**Exercise description**
Every line holding the word "black" should be copied from the material.

**Records for this task**
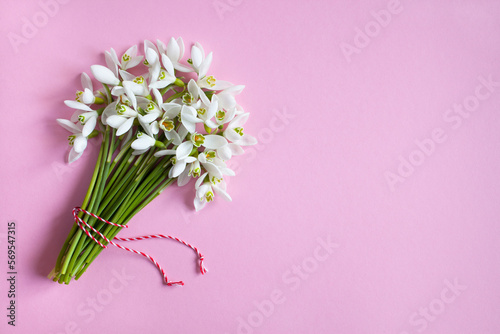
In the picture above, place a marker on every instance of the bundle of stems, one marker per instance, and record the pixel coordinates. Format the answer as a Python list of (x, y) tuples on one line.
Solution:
[(122, 184)]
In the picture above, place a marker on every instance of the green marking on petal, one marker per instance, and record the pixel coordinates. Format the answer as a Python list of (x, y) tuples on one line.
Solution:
[(162, 75), (167, 124), (220, 115), (79, 96), (187, 98), (209, 196), (197, 139), (195, 171), (211, 81), (239, 130), (120, 109), (210, 155)]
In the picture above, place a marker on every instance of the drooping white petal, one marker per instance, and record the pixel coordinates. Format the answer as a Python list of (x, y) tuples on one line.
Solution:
[(68, 125), (164, 152), (183, 150), (111, 61), (77, 105), (167, 63), (104, 75), (125, 126), (86, 82), (89, 126), (239, 120), (213, 170), (178, 168), (133, 62), (143, 143), (221, 192), (158, 96), (183, 178), (224, 152), (79, 144), (214, 142), (174, 137), (115, 121), (88, 96)]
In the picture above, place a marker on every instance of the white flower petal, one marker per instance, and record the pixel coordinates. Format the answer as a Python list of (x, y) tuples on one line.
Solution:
[(178, 168), (222, 193), (89, 126), (213, 170), (86, 82), (183, 178), (79, 144), (214, 142), (125, 126), (115, 121), (224, 152), (142, 143), (183, 150), (77, 105), (167, 63), (164, 152), (88, 96), (68, 125)]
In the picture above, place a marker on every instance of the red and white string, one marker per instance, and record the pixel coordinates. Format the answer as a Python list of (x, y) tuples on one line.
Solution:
[(81, 223)]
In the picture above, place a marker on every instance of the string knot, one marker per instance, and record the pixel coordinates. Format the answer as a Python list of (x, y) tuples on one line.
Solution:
[(86, 227)]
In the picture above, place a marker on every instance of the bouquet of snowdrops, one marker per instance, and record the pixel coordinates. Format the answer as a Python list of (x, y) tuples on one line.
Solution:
[(170, 121)]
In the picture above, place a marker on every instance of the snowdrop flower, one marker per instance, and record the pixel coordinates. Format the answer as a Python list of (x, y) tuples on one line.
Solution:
[(145, 140), (87, 95), (196, 140), (206, 113), (77, 140), (179, 164), (128, 60), (123, 119), (234, 131), (175, 51), (167, 76), (202, 125), (205, 192), (88, 119)]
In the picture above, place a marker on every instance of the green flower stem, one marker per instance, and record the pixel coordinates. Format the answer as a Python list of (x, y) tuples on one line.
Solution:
[(130, 202), (93, 203), (70, 244), (98, 249)]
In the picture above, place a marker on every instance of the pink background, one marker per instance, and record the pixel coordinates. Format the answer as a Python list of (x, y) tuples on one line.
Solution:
[(321, 174)]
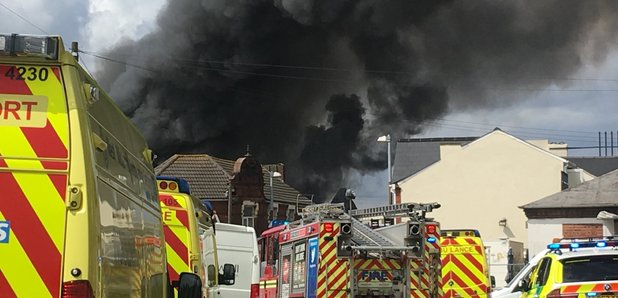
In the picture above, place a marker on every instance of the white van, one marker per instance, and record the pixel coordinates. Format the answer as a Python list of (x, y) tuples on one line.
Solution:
[(238, 245), (513, 288)]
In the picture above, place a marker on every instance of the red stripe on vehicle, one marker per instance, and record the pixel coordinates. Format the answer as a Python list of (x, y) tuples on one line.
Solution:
[(570, 289), (467, 272), (598, 288), (55, 165), (183, 217), (9, 86), (56, 72), (328, 251), (173, 274), (333, 281), (5, 288), (178, 246), (45, 141), (31, 233), (474, 262), (60, 183), (169, 201), (463, 285)]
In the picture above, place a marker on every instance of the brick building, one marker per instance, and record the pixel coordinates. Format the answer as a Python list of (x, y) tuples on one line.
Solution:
[(244, 186)]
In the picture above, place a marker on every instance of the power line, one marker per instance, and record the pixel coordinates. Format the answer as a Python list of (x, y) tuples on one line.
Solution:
[(307, 78), (349, 70), (24, 19), (517, 127)]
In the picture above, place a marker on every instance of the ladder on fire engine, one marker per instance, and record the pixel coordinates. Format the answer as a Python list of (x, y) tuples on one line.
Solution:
[(361, 234), (396, 210)]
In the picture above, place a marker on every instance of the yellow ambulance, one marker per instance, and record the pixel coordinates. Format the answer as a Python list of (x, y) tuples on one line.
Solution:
[(79, 212), (465, 272), (190, 237)]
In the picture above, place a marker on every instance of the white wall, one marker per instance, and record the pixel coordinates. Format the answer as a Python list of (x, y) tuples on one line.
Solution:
[(543, 231), (484, 182), (497, 255)]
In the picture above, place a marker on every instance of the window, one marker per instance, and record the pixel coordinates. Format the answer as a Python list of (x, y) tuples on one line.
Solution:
[(291, 213), (248, 214), (564, 180), (299, 268), (592, 268), (543, 273)]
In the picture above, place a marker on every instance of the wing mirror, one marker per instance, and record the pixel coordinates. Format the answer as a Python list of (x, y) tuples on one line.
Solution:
[(229, 275), (189, 285)]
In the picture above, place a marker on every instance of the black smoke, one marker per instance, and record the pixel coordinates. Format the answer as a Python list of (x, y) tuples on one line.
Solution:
[(314, 83)]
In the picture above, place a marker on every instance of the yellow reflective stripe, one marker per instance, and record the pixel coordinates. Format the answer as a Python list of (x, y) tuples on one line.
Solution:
[(339, 267), (57, 106), (38, 188), (43, 197), (174, 260), (17, 146), (19, 271)]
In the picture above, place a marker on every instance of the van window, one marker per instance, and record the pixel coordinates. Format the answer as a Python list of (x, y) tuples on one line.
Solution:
[(590, 268)]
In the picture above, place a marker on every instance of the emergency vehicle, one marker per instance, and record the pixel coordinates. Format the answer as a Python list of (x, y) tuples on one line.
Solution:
[(79, 213), (421, 236), (190, 237), (576, 268), (329, 253), (465, 272)]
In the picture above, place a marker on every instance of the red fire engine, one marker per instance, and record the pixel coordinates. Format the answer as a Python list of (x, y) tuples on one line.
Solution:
[(331, 254)]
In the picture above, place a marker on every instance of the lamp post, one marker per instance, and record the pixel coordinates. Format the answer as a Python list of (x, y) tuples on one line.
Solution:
[(387, 139), (229, 202), (272, 175)]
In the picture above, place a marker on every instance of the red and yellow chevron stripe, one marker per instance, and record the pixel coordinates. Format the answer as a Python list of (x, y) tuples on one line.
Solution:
[(333, 272), (590, 288), (463, 272), (177, 234), (34, 161), (386, 265)]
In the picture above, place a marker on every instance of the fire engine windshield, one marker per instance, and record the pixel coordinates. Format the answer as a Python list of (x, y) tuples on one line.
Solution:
[(590, 268)]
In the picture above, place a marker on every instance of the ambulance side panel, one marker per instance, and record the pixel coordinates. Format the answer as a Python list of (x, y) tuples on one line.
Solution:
[(464, 267), (89, 226), (333, 272), (238, 245), (130, 236), (34, 168)]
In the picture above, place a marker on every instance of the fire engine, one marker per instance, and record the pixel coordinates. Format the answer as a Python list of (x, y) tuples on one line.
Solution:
[(329, 253), (421, 236)]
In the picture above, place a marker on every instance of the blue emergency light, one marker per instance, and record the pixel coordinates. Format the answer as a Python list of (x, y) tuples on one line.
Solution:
[(183, 185), (581, 244), (278, 222)]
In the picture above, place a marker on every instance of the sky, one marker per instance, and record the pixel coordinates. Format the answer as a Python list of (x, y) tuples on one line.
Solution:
[(571, 109)]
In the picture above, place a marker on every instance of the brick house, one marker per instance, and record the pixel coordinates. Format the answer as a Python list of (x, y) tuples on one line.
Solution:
[(243, 185)]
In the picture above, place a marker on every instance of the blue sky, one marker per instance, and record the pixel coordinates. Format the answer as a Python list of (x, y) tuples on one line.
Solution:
[(572, 112)]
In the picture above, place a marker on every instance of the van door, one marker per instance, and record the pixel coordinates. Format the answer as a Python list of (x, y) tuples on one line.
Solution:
[(463, 268), (34, 163)]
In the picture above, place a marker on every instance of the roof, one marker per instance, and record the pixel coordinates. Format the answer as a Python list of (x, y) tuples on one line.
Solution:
[(413, 155), (598, 165), (340, 197), (209, 176), (598, 192), (206, 175)]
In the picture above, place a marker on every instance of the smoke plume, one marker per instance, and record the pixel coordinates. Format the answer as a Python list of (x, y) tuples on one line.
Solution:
[(314, 83)]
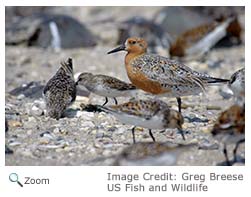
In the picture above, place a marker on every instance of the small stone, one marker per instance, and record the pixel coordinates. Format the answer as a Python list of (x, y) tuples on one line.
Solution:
[(29, 132), (14, 143), (100, 135), (8, 150), (27, 153), (88, 124), (35, 111), (20, 96), (14, 123), (56, 130)]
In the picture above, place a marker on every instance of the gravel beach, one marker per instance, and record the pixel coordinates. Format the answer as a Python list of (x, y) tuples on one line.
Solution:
[(88, 138)]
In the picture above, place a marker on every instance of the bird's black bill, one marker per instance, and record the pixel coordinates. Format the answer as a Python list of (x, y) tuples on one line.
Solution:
[(120, 48)]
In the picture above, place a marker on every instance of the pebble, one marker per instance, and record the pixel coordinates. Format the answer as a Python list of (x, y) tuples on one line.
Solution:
[(35, 111), (56, 130), (100, 135), (14, 123), (88, 124), (8, 150), (20, 97), (14, 143)]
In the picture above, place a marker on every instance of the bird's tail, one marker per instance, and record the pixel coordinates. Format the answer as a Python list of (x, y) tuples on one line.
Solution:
[(96, 108), (215, 81), (67, 67)]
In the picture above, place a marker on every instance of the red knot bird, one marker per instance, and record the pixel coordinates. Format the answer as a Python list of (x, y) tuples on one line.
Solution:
[(152, 154), (106, 86), (230, 128), (160, 75), (60, 90), (150, 114), (237, 85)]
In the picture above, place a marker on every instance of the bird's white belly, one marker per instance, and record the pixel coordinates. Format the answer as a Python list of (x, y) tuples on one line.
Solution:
[(110, 93)]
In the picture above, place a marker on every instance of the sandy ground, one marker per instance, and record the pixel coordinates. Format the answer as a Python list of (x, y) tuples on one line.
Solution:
[(87, 138)]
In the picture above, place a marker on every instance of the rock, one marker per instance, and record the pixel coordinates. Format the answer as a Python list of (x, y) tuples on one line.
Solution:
[(37, 30), (32, 89), (14, 123), (8, 150), (35, 111), (185, 20)]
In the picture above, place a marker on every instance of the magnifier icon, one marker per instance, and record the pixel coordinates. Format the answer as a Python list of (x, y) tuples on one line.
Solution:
[(13, 177)]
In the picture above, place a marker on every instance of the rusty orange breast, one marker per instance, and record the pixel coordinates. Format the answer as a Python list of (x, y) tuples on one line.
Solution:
[(142, 82)]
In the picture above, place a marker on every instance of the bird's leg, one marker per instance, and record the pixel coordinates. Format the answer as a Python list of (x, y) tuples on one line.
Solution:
[(106, 101), (236, 148), (115, 100), (151, 134), (226, 155), (133, 134), (182, 134), (179, 103)]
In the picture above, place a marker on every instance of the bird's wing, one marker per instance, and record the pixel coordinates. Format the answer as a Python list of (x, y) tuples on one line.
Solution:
[(115, 83), (166, 71), (141, 108)]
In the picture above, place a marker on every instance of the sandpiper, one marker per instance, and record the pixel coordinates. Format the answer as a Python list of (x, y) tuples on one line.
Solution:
[(150, 114), (152, 154), (160, 75), (60, 90), (230, 128), (106, 86), (237, 85)]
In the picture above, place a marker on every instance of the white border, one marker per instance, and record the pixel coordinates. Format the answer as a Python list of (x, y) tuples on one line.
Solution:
[(92, 180)]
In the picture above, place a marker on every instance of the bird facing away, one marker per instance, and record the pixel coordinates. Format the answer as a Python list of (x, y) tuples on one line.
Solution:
[(230, 128), (60, 90), (106, 86), (150, 114), (160, 75), (237, 85), (152, 154)]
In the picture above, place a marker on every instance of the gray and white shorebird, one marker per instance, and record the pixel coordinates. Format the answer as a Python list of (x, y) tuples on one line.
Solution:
[(230, 128), (237, 85), (160, 75), (60, 90), (152, 154), (107, 86), (149, 114)]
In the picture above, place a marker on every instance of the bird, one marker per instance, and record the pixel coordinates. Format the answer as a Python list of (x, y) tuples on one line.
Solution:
[(60, 90), (107, 86), (230, 128), (237, 85), (152, 154), (150, 114), (160, 75)]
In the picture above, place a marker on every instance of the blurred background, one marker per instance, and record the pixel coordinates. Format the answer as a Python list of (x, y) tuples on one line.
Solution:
[(208, 39), (39, 38)]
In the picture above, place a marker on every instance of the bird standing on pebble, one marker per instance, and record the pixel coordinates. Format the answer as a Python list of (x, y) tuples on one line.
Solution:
[(60, 90), (107, 86), (237, 85), (150, 114), (230, 128), (160, 75)]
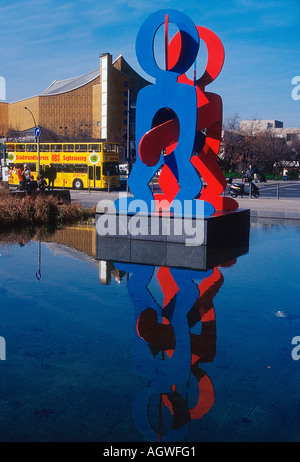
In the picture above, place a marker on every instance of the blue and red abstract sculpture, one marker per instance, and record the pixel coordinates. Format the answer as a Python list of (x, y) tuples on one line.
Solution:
[(178, 123)]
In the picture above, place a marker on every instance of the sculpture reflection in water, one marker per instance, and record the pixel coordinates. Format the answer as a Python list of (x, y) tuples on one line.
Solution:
[(174, 338)]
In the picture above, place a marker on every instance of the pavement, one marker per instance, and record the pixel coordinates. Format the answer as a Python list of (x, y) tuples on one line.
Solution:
[(261, 209)]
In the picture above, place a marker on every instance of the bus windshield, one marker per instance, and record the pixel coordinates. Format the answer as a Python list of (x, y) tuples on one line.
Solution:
[(110, 168)]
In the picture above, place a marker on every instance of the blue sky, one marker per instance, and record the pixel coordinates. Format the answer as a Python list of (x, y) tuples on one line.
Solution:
[(44, 40)]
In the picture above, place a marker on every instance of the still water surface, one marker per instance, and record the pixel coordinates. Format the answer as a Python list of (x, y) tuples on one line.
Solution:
[(102, 351)]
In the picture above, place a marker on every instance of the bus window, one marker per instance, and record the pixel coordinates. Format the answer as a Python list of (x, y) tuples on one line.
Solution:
[(110, 147), (56, 147), (68, 168), (31, 148), (80, 168), (58, 167), (32, 167), (20, 147), (95, 147), (68, 147), (80, 147), (44, 147), (110, 168), (98, 173)]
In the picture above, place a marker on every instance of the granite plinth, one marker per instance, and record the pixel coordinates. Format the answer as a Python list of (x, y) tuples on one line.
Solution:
[(216, 240)]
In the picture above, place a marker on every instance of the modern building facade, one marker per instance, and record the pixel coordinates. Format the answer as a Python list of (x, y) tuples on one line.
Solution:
[(92, 106), (256, 126)]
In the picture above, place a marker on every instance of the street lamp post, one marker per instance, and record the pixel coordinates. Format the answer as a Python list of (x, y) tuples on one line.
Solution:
[(37, 137)]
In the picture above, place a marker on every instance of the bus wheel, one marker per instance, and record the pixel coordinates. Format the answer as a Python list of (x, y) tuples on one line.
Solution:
[(77, 184)]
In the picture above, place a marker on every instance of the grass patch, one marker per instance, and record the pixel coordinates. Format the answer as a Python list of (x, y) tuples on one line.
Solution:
[(38, 210)]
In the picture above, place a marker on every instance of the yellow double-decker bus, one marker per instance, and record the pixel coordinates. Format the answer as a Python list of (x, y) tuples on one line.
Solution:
[(78, 165)]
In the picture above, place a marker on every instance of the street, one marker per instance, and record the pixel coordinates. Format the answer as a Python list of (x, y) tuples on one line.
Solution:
[(285, 189)]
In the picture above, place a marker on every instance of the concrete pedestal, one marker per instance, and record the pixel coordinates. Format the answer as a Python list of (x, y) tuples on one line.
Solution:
[(155, 240)]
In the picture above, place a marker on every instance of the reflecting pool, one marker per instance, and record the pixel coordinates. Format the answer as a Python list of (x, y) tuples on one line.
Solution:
[(95, 350)]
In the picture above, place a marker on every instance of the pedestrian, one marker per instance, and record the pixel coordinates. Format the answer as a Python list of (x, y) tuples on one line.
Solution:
[(41, 183), (51, 175), (26, 173), (248, 175), (32, 185), (21, 178), (5, 176)]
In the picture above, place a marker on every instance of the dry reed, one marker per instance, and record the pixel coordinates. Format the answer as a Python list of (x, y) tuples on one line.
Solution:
[(38, 210)]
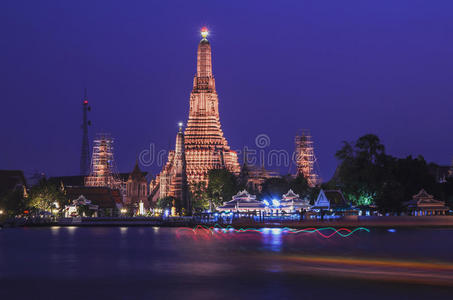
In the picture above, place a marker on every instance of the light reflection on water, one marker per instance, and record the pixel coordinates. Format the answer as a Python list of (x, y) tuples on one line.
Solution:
[(249, 260)]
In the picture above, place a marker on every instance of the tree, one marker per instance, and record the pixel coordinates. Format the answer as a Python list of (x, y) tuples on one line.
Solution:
[(300, 186), (275, 187), (367, 175), (166, 202)]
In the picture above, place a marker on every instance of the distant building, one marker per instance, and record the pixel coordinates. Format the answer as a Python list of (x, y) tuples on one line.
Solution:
[(136, 188), (291, 203), (306, 159), (109, 201), (254, 177), (424, 204), (243, 202), (103, 171), (332, 200), (73, 209)]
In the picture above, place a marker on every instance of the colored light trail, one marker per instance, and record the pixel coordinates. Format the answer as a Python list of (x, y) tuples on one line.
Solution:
[(325, 232)]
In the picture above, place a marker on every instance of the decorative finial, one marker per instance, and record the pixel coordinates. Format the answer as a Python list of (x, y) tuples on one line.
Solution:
[(204, 32)]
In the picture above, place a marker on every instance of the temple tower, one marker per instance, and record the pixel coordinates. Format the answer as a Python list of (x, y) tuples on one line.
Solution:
[(305, 158), (103, 172), (205, 146)]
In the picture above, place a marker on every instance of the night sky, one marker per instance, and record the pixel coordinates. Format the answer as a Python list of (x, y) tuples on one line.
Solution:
[(339, 68)]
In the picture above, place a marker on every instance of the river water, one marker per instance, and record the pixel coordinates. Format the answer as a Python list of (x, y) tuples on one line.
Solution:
[(181, 263)]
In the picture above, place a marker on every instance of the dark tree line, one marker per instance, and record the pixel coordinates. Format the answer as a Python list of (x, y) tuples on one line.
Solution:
[(368, 175)]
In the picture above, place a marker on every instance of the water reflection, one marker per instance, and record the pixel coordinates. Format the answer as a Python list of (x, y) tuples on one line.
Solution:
[(272, 239), (55, 230)]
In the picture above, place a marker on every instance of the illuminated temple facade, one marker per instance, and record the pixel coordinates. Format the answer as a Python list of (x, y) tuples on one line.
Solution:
[(206, 147), (202, 146)]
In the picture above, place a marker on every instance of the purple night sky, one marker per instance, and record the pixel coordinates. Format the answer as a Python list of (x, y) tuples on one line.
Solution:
[(340, 68)]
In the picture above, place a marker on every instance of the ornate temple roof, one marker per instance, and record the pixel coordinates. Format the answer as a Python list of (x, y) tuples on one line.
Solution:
[(330, 199)]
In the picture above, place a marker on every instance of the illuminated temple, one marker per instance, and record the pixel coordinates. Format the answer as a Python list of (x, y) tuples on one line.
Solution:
[(205, 147)]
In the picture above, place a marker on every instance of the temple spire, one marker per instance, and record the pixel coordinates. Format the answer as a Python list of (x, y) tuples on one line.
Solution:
[(204, 63)]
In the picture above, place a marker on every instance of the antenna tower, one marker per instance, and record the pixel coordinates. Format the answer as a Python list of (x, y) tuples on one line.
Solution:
[(85, 153), (103, 172)]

**Result of the task**
In the picture above, place a marker on every instance of the black smoke, one marker per instance, and record the pixel coordinates. Format the answer as a Python list of (x, y) tuples on one line.
In the picture above, place a marker on every instance of the bird's black bill, one marker per instance, and record the pixel coordinates. Format the answer as a Python list of (x, y) tuples on one line.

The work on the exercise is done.